# SET EXERCISE
Report every line in the records below that contains the word "church", matching case exactly, and copy each such line in full.

[Data lines]
======
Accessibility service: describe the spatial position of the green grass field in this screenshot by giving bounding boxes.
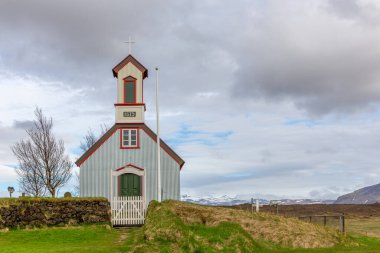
[0,202,380,253]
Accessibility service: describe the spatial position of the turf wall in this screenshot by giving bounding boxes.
[0,198,111,229]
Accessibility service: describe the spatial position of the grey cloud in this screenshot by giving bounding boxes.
[234,2,380,114]
[13,120,33,129]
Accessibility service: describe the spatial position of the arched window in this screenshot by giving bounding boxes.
[124,76,136,104]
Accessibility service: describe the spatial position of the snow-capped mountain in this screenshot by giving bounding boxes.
[181,194,334,206]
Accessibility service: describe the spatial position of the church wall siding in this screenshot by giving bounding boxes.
[80,129,180,203]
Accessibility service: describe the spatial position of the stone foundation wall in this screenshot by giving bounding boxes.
[0,198,111,229]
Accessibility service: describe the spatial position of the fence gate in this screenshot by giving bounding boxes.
[111,196,145,226]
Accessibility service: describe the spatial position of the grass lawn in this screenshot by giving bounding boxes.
[346,217,380,237]
[0,201,380,253]
[0,224,380,253]
[0,225,123,252]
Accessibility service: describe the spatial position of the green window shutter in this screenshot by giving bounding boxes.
[124,81,136,103]
[120,173,141,196]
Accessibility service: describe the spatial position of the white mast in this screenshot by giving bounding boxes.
[124,36,136,54]
[156,67,161,202]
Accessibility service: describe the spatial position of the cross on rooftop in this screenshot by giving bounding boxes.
[124,36,136,54]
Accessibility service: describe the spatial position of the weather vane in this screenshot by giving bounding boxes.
[124,36,136,54]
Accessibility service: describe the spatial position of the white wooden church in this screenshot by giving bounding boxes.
[76,55,185,225]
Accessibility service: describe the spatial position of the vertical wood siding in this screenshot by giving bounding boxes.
[80,129,180,204]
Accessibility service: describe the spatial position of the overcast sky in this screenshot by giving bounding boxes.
[0,0,380,199]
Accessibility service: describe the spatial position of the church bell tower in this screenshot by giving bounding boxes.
[112,54,148,123]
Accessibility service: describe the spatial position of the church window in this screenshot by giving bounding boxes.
[121,128,139,148]
[124,77,136,104]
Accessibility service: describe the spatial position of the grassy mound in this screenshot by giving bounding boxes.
[125,201,345,252]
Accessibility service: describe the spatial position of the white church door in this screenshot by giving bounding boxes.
[110,165,145,226]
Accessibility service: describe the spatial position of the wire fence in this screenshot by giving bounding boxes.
[298,214,346,233]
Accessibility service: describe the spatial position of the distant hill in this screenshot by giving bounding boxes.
[334,184,380,204]
[181,194,334,206]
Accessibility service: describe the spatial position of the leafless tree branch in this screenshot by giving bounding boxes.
[12,108,73,197]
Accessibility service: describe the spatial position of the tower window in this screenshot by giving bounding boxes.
[120,128,139,148]
[124,76,136,104]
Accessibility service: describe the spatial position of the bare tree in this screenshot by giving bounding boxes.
[79,124,109,152]
[16,163,46,197]
[12,108,73,197]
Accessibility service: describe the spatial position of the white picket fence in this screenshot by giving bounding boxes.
[111,196,145,226]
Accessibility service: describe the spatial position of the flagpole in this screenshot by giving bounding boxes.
[156,67,161,202]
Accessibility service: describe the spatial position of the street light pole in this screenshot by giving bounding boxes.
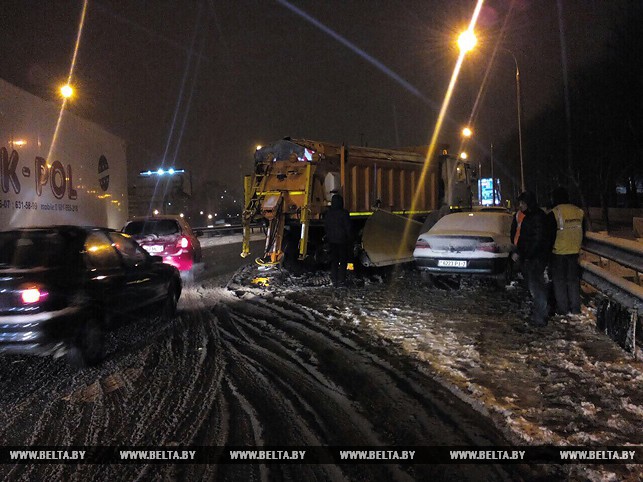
======
# FULL OUTPUT
Accessibility service: describe the spatial position of the church wall siding in this screenshot by giving bounding boxes.
Accessibility service: describe the spatial position of the white wooden church in this screenshot by giving bounding boxes.
Accessibility service: describe the spatial position of the church bell tower in this screenshot by giving bounding boxes.
Accessibility service: describe the spatial position of the church window in this screenshot by giving bounding boxes.
Accessibility service: describe the spatial position of the white church door in this screenshot by giving bounding boxes.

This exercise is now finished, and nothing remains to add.